Task requirements: Write out nothing except the lines running from the one containing "field | value" to the last line of the data, exactly as they stand.

Stored records:
□ □ □ □ □

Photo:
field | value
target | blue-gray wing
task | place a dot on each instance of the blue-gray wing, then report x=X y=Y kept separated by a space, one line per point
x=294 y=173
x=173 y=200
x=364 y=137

□ □ □ □ □

Solution:
field | value
target | blue-gray wing
task | place a dot on each instance of the blue-gray wing, then report x=X y=Y kept separated by a space, one line per point
x=294 y=173
x=173 y=200
x=364 y=137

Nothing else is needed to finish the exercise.